■ **Lines of data**:
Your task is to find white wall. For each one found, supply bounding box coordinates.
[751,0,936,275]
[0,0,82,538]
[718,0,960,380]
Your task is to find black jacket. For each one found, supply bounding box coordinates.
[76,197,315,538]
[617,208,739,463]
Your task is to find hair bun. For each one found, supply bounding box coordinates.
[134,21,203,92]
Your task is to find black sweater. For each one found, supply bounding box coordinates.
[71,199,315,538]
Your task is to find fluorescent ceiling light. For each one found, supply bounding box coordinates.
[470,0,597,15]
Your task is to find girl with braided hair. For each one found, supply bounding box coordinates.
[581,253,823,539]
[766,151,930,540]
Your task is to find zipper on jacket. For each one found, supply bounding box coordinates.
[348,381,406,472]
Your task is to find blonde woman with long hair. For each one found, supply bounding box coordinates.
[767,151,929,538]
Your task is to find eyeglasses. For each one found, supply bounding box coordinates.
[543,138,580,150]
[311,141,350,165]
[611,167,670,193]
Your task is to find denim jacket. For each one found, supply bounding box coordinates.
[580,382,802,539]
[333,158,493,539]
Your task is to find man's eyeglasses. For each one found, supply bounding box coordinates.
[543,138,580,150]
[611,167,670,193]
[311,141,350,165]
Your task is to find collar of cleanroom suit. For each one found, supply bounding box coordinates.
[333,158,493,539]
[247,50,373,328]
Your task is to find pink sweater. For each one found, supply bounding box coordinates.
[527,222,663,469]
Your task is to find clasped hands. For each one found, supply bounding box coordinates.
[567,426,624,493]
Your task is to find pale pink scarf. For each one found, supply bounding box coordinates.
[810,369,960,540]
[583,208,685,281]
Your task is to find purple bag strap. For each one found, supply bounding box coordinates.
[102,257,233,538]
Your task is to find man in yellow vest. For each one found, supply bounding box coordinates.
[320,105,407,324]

■ **YOUR TASK**: Rewrite all of the entries above, changing "fluorescent ceiling light" to "overhead lamp" and leaving every other word unchanged.

■ **COMPLETED EXERCISE**:
Your task is to find white wall. For each one found, supply bounding box coordinates.
[751,0,936,275]
[0,0,82,538]
[718,0,960,380]
Your task is to find black jacket. For each one found, supply bounding box coordinates.
[76,197,315,538]
[617,208,739,463]
Your task is to find hair bun. For each one found, supply bounding box coordinates.
[134,21,203,92]
Your task is to find black sweater. For each one found, supply bounding box coordinates.
[71,199,315,538]
Your task is to find overhead lamp. For each one found, supply bounding box coordinates.
[470,0,597,15]
Your task is to find girl with braided hair. For each one found, supply bounding box coordinates.
[581,253,823,539]
[766,151,930,540]
Your task is to find zipper on jacket. For each one found, supply bounding box coordinates.
[348,381,406,472]
Your task is to find blonde woman with long hair. For each one found, supply bounding box coordinates.
[767,151,929,538]
Your task is to find eyeglasses. For each one found, supply bounding box coordinates.
[543,138,580,150]
[311,141,350,165]
[611,167,670,193]
Your task is to find denim jacket. For each one found, supply bounding box coordinates.
[580,382,802,539]
[333,158,493,539]
Your task is to find man's eyeglasses. For each one found, supply bounding box coordinates.
[543,138,580,150]
[611,167,670,193]
[311,141,350,165]
Your task is to find collar of cleanroom suit. For each one found, supply bounding box coordinates.
[333,158,493,539]
[247,50,373,328]
Your task is to find pink sweater. For each one found, supply bounding box coordinates.
[527,222,663,469]
Your task is to find clasped hands. For each one found, supply bounding box coordinates.
[567,426,624,493]
Your task is to find pale pink scarf. For each one found, supply bounding box coordinates.
[810,369,960,540]
[583,208,685,281]
Your task is to find purple bag strap. For each one found, supply bounding box coordinates.
[102,257,233,538]
Your task is to find man in yellow vest. For each one found, supply bounding box coordinates.
[320,105,407,324]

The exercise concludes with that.